TASK DIRECTIONS → Rescale the lines below, from the line containing "If you could place a marker on the grassy" through the line containing "point(141, 307)", by writing out every line, requests included, with each coordinate in the answer points multiplied by 1.55 and rounded to a whole number, halves rounding up. Keep the numbers in the requests and their sample points unchanged.

Excerpts from location labeling data →
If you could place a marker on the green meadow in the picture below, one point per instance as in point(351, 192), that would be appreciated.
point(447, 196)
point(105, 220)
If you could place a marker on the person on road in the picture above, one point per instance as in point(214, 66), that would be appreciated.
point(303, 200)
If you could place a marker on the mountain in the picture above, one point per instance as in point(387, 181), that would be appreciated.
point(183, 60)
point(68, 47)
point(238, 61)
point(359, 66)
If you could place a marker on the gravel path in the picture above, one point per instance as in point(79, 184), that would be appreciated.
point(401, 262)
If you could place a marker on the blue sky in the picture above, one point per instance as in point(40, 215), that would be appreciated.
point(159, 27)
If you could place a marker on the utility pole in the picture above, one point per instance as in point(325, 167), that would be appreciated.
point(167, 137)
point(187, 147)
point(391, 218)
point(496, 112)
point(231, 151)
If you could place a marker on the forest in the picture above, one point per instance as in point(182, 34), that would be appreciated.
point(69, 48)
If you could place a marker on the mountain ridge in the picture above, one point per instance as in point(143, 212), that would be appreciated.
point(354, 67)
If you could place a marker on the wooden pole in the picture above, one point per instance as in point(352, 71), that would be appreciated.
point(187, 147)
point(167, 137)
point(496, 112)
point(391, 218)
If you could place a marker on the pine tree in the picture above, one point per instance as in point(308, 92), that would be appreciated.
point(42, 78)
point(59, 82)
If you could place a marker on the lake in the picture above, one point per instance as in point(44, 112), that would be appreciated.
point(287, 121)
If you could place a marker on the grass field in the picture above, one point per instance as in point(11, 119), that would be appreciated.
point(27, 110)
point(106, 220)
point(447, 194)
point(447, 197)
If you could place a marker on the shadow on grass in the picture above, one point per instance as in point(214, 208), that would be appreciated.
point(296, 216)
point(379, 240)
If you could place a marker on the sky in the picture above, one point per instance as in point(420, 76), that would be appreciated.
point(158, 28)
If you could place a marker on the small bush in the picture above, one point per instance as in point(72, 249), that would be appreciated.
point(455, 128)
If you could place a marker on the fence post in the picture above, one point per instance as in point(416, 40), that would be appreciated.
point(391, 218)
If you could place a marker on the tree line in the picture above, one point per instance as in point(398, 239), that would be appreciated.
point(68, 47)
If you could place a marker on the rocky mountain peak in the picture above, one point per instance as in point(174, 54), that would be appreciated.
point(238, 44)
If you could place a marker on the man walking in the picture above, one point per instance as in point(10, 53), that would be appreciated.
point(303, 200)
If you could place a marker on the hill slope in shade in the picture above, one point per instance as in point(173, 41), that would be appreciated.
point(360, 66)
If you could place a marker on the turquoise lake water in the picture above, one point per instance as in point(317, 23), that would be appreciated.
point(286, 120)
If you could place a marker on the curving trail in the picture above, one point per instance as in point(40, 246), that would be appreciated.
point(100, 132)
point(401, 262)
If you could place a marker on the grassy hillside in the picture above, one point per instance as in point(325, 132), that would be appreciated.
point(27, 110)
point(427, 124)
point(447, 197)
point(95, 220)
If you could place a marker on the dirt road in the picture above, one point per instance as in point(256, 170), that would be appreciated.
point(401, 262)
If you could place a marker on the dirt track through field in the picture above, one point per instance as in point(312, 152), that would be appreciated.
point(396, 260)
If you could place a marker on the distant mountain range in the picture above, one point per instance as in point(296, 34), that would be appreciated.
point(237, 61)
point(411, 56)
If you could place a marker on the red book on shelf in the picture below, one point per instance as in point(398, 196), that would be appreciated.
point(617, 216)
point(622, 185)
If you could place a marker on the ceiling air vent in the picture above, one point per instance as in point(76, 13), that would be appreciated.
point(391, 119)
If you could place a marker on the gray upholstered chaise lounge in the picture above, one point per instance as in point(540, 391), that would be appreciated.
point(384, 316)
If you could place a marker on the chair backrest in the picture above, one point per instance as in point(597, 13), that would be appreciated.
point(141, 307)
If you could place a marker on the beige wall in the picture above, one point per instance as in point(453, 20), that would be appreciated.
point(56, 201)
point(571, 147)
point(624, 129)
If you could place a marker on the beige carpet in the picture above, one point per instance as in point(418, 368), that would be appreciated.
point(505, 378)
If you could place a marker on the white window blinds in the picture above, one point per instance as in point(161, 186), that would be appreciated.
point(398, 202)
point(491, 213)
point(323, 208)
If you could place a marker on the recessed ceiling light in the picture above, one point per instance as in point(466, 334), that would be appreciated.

EXERCISE OUTPUT →
If you could place a marker on the grassy hillside in the picture above, one point per instance as in point(325, 132), that would be appreciated.
point(42, 171)
point(662, 192)
point(693, 305)
point(147, 341)
If you could place a marker on the dirt road in the picture above, one point per instance as in point(256, 170), that would be appreciated.
point(622, 406)
If you could place a marker on the dirt track through field in the picture above, one point per instance as in point(312, 152), that would be appreciated.
point(614, 403)
If you could place a marker on the distant mountain range in the picture above, one point per instance as in point(296, 34), that would be appreciated.
point(367, 95)
point(637, 87)
If you could place a marker on the red book on shelf in the picture below, one point per instance as in point(398, 196), that would be appreciated.
point(956, 335)
point(964, 287)
If you could place a marker on the ceiling air vent in the picture above, one point per instance as in point(76, 13), that would be appreciated.
point(606, 184)
If you could place a marker on the gray upholstered chaise lounge in the picture above, one point per instance as in point(540, 391), that would be appreciated.
point(595, 490)
If you could place a marker on the chair backrest in the picture above, one point per instance as in point(597, 13), that would be appreciated.
point(219, 476)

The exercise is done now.